Referring expression data:
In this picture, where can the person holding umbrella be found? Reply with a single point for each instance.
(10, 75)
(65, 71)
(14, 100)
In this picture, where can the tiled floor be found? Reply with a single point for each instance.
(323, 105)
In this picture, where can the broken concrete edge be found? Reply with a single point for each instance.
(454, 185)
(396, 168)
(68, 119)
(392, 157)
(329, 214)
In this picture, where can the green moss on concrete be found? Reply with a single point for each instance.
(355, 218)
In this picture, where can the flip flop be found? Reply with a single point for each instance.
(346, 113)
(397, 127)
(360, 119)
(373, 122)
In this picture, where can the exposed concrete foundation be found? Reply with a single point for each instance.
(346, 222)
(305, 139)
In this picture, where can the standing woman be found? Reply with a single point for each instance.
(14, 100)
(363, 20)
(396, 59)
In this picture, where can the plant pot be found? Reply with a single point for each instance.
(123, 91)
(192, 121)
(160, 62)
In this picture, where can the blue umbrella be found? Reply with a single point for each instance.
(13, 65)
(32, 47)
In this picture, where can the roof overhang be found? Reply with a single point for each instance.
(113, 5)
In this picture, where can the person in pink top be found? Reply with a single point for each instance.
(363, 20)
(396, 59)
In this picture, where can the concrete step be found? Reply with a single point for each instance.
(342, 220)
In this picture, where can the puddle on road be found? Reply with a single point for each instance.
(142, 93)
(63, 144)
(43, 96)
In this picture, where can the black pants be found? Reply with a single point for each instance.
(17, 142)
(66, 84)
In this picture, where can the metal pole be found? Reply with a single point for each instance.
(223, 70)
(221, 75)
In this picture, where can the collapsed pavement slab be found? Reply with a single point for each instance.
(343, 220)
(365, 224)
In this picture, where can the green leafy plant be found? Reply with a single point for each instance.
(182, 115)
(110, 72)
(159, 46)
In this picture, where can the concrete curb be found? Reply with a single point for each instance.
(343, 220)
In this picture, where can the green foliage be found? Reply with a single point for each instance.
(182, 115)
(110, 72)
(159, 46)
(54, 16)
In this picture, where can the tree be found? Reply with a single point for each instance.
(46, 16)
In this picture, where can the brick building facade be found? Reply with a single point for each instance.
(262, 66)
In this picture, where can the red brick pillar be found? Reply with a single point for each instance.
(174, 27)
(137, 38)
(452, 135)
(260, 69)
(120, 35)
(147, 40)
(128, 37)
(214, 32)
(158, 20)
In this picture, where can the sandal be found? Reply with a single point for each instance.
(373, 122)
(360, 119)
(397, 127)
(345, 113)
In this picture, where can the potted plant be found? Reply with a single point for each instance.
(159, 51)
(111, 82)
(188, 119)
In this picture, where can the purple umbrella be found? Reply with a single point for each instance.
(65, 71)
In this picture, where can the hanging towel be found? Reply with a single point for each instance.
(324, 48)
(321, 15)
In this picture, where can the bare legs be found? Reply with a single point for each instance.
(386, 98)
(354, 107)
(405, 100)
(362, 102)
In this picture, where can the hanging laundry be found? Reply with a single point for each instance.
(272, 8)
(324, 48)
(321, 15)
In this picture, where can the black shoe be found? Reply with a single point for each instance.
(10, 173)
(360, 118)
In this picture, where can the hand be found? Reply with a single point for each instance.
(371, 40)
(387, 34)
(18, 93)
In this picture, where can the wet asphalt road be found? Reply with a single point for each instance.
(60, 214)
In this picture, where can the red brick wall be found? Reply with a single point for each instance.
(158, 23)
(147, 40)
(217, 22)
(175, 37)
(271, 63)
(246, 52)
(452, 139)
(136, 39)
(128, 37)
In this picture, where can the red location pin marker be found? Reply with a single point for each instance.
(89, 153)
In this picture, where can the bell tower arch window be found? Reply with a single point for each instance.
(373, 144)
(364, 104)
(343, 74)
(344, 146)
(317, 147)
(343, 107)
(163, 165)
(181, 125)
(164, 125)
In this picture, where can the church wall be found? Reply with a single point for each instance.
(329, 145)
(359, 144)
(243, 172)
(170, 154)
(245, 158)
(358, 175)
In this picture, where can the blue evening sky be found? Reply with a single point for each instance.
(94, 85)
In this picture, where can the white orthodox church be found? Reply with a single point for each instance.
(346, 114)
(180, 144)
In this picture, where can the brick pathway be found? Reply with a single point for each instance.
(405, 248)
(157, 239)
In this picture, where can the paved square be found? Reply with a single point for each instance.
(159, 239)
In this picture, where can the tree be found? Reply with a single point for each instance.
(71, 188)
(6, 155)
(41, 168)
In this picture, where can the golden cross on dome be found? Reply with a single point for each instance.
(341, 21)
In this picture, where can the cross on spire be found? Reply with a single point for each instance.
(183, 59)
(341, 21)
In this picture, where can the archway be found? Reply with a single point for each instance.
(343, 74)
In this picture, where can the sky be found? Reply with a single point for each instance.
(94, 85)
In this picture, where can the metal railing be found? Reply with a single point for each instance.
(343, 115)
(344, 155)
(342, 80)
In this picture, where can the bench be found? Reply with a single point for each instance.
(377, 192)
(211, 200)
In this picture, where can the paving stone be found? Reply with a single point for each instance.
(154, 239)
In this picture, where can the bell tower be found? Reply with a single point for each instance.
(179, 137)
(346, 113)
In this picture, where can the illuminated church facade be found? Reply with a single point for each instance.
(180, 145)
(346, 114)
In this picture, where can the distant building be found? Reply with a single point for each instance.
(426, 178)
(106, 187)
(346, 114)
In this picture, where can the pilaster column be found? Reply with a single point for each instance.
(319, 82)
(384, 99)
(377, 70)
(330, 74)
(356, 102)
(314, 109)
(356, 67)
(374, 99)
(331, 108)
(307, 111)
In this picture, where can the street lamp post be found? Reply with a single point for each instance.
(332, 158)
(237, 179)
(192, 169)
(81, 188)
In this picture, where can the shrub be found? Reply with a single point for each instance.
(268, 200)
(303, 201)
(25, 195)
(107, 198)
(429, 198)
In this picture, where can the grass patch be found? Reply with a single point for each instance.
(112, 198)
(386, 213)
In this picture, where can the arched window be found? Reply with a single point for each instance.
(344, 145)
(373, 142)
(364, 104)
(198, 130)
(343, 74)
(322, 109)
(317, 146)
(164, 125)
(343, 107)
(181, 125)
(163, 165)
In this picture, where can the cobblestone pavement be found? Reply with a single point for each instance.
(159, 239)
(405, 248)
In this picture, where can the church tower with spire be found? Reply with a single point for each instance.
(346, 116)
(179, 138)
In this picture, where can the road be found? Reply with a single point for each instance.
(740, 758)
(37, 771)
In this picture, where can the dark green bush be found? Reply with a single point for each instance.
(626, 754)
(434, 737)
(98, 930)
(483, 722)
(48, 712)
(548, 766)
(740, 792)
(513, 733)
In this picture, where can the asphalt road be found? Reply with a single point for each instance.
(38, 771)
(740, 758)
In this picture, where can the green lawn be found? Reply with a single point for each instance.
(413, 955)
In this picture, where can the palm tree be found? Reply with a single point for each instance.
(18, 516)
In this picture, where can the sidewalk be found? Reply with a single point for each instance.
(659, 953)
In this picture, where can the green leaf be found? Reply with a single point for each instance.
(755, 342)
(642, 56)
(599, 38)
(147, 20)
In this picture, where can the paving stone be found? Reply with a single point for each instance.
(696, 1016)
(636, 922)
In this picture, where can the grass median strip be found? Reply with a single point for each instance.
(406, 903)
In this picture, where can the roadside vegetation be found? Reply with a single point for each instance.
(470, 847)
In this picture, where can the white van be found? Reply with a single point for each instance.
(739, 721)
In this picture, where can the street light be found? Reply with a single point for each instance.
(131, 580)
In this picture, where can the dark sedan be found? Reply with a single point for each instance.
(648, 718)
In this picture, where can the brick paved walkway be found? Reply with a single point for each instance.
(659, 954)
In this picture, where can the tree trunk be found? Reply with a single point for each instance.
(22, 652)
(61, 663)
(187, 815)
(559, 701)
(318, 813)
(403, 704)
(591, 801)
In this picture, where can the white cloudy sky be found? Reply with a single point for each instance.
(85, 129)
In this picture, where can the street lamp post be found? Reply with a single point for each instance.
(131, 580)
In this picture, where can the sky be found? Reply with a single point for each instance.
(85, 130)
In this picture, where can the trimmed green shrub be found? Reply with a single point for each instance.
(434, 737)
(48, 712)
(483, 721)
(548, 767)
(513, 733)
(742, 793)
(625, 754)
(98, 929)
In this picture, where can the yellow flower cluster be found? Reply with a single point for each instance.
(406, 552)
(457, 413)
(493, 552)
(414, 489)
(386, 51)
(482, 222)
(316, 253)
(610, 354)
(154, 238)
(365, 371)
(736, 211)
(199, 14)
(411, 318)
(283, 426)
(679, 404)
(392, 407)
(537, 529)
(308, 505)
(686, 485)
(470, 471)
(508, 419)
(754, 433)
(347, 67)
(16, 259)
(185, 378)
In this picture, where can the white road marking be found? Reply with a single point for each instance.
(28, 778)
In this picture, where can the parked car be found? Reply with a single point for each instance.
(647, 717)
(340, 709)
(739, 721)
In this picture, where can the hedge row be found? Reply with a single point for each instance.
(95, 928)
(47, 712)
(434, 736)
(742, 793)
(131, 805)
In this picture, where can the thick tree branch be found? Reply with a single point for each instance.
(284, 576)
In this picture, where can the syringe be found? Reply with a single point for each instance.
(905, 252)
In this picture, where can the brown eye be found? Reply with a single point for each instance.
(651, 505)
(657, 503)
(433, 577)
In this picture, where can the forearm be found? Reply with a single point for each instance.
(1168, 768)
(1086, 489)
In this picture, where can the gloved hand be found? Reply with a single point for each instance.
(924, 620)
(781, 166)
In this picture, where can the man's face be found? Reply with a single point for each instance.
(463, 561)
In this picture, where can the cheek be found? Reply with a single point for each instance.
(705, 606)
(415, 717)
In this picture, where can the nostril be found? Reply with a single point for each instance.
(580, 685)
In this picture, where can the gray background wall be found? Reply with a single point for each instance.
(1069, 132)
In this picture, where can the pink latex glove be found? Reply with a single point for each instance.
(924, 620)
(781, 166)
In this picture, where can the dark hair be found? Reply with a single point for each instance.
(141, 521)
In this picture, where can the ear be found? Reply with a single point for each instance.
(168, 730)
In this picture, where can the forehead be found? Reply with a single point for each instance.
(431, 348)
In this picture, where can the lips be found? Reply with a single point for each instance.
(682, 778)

ABOUT THIS TASK:
Extract every line from the one with "In this picture, where can the cheek" down to the final line above, both included, exactly as written.

TASK ANSWER:
In this picture, where can the cheek be found? Reply with a single point for each instance.
(705, 606)
(415, 717)
In this picture, where can the nostril be found? Reply with a single point for each instance.
(580, 685)
In this picture, where can the gray background wall be found? Reply with a single point for each instance.
(1069, 132)
In this picture, where can the pink latex glove be found? Reply with a single point for each instance.
(924, 620)
(781, 166)
In this picture, where can the dark hair be found? Reply with a single point for each instance.
(141, 521)
In this picture, where can the ear be found? Reply with a single point for each instance.
(168, 730)
In this picture, where can the forehead be found? Reply with a single point for each instance.
(431, 348)
In this picture, where can the lips be found? Reply with a single point for each instance.
(682, 778)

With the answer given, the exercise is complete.